- TASK OBJECTIVE
Retype the lines below exactly, everything from the line containing "Target: orange helmet" down to the line containing "(1254, 528)", with both of those lines included.

Dataset records
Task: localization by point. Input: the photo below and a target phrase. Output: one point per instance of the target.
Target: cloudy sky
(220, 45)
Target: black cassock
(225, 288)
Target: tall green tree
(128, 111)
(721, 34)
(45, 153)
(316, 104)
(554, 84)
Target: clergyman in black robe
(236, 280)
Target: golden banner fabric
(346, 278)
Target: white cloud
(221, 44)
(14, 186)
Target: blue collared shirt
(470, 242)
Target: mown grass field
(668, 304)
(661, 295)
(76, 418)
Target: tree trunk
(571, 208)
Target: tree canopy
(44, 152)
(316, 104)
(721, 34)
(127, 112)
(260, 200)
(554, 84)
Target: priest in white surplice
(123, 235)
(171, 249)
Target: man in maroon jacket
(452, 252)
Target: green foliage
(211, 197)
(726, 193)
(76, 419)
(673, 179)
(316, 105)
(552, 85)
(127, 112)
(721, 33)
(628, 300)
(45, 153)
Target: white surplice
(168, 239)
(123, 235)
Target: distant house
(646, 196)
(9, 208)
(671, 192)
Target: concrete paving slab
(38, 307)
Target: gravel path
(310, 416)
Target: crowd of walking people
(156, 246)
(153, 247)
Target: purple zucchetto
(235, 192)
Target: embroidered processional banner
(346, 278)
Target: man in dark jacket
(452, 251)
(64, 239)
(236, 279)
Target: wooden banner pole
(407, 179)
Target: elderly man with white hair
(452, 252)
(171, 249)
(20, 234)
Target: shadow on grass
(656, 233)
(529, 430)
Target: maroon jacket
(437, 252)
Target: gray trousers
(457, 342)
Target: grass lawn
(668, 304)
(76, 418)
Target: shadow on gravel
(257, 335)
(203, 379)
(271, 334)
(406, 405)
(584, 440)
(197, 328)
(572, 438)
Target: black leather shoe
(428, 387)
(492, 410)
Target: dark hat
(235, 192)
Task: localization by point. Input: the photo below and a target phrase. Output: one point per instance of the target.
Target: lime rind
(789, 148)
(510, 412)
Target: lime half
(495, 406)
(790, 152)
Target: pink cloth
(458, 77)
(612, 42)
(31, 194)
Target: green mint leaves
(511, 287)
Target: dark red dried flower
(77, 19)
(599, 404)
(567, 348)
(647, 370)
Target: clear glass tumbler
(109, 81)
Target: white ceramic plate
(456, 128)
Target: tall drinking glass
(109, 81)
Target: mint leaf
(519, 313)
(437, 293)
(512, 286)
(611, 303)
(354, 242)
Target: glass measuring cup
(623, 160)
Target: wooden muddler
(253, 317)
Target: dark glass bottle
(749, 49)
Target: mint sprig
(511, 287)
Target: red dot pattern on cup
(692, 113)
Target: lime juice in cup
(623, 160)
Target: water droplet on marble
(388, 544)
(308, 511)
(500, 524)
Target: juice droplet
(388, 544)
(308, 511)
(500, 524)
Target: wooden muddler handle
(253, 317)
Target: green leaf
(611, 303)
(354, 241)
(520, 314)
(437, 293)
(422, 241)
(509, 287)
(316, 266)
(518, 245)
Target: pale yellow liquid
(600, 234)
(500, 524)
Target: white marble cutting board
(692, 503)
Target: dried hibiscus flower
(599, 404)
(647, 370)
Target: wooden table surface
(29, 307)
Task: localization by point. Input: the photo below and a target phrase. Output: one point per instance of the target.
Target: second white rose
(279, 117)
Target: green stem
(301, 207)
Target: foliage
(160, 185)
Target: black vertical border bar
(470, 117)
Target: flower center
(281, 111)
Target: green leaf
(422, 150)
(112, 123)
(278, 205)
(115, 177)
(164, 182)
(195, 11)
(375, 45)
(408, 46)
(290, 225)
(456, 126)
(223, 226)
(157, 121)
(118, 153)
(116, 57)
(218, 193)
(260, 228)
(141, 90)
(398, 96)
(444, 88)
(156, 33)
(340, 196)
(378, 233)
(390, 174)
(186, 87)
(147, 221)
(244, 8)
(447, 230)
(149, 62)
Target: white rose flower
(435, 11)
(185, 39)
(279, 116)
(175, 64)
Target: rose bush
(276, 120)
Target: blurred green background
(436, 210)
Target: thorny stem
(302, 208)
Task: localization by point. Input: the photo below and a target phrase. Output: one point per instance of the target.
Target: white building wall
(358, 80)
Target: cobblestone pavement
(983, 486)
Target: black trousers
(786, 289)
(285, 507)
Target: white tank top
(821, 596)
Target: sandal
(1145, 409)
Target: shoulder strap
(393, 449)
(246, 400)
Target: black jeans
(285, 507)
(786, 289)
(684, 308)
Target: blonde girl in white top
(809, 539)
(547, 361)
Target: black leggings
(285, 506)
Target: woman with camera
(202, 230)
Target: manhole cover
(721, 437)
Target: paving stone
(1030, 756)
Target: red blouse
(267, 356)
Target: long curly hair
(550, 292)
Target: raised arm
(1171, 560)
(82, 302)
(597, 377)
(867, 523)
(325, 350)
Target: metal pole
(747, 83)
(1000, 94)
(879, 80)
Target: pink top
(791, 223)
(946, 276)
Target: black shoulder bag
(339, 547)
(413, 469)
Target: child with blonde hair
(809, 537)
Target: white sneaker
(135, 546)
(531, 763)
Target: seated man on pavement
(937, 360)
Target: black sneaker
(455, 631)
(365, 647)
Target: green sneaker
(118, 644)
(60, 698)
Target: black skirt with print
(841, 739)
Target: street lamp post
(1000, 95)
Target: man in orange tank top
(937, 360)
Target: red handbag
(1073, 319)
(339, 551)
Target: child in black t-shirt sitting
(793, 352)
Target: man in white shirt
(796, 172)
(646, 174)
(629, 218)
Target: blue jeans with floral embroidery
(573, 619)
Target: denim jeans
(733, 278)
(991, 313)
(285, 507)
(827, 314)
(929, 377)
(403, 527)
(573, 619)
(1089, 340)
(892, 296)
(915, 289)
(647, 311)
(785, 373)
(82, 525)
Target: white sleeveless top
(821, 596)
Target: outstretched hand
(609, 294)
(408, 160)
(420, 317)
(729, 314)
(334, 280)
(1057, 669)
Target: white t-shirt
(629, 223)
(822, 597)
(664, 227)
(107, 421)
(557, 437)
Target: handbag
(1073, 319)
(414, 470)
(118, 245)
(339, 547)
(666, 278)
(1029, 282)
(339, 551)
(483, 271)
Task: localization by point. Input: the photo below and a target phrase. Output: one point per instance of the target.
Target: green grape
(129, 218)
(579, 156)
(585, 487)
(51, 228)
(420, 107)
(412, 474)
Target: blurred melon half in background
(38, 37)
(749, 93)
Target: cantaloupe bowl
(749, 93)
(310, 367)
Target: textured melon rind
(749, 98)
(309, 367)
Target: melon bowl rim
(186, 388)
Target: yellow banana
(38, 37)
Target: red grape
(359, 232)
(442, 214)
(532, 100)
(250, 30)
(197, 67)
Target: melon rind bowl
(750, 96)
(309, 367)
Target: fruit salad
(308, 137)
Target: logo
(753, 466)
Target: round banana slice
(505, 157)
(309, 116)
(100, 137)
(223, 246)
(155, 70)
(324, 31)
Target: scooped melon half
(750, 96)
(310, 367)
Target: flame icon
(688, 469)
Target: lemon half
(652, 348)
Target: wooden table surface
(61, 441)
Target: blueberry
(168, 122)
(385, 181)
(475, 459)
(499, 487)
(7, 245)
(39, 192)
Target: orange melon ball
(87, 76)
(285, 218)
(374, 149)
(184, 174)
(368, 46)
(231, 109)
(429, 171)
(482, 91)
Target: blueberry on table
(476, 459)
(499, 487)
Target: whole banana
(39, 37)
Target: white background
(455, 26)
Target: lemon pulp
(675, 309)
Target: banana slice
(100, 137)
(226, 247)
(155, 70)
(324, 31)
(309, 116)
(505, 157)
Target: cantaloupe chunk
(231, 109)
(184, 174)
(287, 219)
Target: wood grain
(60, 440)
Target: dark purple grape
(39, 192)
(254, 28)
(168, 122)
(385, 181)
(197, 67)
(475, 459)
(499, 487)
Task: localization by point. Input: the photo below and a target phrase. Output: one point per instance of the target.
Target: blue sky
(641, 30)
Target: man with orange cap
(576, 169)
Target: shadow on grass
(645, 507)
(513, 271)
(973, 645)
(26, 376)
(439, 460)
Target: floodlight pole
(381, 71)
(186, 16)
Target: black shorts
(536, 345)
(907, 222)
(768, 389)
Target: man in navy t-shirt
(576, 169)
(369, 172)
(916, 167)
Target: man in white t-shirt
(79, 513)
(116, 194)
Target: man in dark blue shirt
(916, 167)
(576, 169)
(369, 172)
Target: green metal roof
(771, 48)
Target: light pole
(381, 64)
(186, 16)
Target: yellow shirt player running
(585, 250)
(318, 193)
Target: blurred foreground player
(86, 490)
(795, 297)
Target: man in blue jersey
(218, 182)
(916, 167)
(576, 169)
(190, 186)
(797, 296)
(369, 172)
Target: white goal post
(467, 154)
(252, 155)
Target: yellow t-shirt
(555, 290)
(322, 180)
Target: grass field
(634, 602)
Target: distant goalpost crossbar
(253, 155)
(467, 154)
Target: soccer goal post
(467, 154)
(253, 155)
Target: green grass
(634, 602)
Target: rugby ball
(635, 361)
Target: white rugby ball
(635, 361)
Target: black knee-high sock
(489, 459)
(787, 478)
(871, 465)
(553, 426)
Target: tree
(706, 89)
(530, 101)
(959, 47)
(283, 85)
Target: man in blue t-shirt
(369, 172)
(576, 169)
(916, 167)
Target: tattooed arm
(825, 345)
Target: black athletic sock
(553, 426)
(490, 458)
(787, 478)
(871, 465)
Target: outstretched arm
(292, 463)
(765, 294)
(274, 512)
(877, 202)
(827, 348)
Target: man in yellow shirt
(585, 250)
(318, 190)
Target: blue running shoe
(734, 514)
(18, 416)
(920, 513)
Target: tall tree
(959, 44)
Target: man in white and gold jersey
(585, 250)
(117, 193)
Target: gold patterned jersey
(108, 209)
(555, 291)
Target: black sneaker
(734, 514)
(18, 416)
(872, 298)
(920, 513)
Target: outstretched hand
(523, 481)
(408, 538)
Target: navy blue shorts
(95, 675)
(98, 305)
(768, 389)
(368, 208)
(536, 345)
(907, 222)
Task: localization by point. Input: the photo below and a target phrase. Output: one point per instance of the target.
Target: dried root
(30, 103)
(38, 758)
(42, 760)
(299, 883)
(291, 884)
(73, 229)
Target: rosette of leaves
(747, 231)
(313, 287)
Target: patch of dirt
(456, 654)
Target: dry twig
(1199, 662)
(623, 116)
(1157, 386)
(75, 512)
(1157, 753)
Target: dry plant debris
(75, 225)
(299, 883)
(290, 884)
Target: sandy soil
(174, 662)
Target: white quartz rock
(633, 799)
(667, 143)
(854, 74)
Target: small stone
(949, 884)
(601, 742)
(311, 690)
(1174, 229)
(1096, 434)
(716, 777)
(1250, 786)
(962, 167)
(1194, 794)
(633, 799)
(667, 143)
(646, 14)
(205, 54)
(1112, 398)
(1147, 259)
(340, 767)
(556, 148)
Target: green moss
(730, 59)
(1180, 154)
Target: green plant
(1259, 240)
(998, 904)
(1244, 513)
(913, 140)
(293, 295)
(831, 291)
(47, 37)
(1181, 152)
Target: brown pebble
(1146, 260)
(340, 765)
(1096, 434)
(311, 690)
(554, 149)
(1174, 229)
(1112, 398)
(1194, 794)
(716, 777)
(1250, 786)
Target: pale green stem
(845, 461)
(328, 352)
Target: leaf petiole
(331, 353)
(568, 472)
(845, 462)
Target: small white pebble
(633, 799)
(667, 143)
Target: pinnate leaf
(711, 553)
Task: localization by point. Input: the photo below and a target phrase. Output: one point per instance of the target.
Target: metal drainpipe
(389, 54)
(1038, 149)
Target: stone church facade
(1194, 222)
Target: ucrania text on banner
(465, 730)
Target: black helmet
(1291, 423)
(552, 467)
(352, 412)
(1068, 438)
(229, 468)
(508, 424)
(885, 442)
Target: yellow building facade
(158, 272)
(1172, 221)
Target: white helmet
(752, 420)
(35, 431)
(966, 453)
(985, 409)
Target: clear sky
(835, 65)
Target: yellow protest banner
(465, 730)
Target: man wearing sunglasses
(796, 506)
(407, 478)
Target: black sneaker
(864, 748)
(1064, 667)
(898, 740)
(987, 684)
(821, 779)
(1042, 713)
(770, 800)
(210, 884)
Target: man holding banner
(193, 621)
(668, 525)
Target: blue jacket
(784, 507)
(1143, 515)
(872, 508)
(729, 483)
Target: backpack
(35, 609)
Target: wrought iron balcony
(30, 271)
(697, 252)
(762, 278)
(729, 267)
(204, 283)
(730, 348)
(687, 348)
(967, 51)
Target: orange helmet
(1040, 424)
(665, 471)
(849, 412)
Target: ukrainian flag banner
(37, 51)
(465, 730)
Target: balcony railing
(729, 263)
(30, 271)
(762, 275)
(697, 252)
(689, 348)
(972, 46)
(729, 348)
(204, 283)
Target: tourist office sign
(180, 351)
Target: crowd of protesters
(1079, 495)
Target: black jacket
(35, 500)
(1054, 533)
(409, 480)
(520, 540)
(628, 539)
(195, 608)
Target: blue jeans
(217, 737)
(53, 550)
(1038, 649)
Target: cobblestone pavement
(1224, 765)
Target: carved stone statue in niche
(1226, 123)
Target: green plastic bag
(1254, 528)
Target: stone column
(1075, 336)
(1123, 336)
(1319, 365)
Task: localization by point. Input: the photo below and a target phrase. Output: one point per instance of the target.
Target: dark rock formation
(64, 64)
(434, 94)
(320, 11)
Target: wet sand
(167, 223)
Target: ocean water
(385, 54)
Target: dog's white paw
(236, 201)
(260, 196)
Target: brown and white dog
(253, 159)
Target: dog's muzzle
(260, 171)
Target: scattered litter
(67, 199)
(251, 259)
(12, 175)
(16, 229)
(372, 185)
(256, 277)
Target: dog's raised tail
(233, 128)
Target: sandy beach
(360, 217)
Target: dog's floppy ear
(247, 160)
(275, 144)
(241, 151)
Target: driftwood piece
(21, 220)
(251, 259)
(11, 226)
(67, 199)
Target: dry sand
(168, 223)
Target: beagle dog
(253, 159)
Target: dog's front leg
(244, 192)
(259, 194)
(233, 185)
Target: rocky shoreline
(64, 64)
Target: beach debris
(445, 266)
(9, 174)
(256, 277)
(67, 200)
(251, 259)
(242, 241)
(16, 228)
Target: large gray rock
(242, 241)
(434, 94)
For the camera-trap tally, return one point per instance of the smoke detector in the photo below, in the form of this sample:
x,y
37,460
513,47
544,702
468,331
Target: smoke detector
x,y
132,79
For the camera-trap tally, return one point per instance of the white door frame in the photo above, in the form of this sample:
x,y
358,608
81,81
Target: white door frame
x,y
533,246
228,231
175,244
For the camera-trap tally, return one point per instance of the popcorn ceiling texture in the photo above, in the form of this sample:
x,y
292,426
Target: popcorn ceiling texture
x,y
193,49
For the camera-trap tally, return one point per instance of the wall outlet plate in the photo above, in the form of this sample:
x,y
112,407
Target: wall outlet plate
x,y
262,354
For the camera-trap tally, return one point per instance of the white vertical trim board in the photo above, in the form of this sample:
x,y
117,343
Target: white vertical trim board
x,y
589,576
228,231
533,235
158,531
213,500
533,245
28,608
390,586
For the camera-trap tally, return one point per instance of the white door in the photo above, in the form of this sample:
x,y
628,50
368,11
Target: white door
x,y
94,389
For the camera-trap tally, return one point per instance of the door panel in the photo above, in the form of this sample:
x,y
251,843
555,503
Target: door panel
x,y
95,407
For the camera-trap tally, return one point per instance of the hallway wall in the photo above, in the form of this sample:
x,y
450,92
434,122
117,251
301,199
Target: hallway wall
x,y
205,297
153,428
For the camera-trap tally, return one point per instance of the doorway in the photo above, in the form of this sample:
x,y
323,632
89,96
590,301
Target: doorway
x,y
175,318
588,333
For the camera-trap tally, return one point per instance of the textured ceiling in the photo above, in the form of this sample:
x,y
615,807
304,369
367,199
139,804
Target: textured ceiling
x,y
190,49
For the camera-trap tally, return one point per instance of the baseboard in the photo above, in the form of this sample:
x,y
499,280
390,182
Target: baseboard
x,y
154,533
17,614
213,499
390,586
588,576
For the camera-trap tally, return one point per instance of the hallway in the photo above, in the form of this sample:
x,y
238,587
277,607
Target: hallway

- EXERCISE ANSWER
Target: orange helmet
(1040, 424)
(665, 471)
(849, 412)
Target: ukrainian flag banner
(37, 51)
(465, 730)
Target: balcony railing
(729, 263)
(30, 271)
(762, 275)
(697, 252)
(689, 348)
(972, 46)
(729, 348)
(204, 283)
Target: tourist office sign
(180, 351)
Target: crowd of protesters
(1079, 495)
Target: black jacket
(35, 500)
(1054, 533)
(409, 480)
(520, 540)
(628, 539)
(195, 608)
Target: blue jeans
(217, 737)
(53, 550)
(1038, 649)
Target: cobblestone pavement
(1224, 765)
Target: carved stone statue in niche
(1226, 123)
Target: green plastic bag
(1254, 528)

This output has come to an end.